### PAGE TEXT

>>>

With all the talk of the Senate and Governor’s races in Arkansas it’s easy to overlook the 38 contested races for the state House of Representatives. Republicans hold a slim majority in the Arkansas House, in fact it’s the narrowest in the nation. One race in Little Rock, like the other 37, could become the deciding vote in the state legislature.
Jim Sorvillo has been stopping for coffee at Guillermo’s Gourmet Grounds in his state House district in west Little Rock for several years now.
“These guys right here you know what I’m saying, they’re trying to make the business go,” said Sorvillo.
Sorvillo is the Republican candidate for State House District 32. He’s a retired ad man, but he’s no stranger to politics. He served as a Justice of the Peace and he lost a 2012 race for state Senate.
His opponent is Democrat John Adams, an executive at First Federal Bank and former assistant state Attorney General to Dustin McDaniel. Coincidentally, he also chose to meet at Guillermo’s in the northeast corner of district 32
"A lot of folks ranging from working and middle class Arkansans up to some fairly affluent areas. It’s fairly diverse, we have a lot of people that have moved in from other parts of the country and other parts of the world,” said Adams.
The political repercussions of who wins this coffee house extend beyond its relatively well-to-do corner of Little Rock. The next legislature could be looking at state-wide access to pre-K, prison overcrowding, broadband internet for public schools and the future of the state’s new health insurance program that provides coverage to over 200,000 low-income Arkansans – the so-called private option.
Democrat Adams knows how he would vote when the private option comes up next year.
“Well, I would vote to reauthorize the private option. I think given that we’ve managed in Arkansas to nearly cut the rate of uninsured in half I think it’s the right way forward. Especially for central Arkansas, we have so many people in the healthcare industry that are going to benefit from being able to have their patients come in, come in with insurance,” said Adams.
Republican Sorvillo is not so certain.
Sorvillo: I know that there are amendments that are being talked about and until I can see all of that I can’t make a reasonable decision.
Kauffman: As the program is right now would you support it?
Sorvillo: I would have to say to you I do not support Obamacare.

<<<

(Natural-language object grounding records)
>>>

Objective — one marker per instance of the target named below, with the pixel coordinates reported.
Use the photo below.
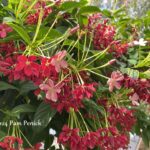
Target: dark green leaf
(22, 32)
(44, 115)
(72, 4)
(89, 10)
(24, 108)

<<<

### THE TASK
Can you extract the passage from the article on the District 32 House race, starting with "Sorvillo: I know" and going on through "not support Obamacare.", copied word for word? Nothing in the records is needed here.

### ANSWER TO THE PROBLEM
Sorvillo: I know that there are amendments that are being talked about and until I can see all of that I can’t make a reasonable decision.
Kauffman: As the program is right now would you support it?
Sorvillo: I would have to say to you I do not support Obamacare.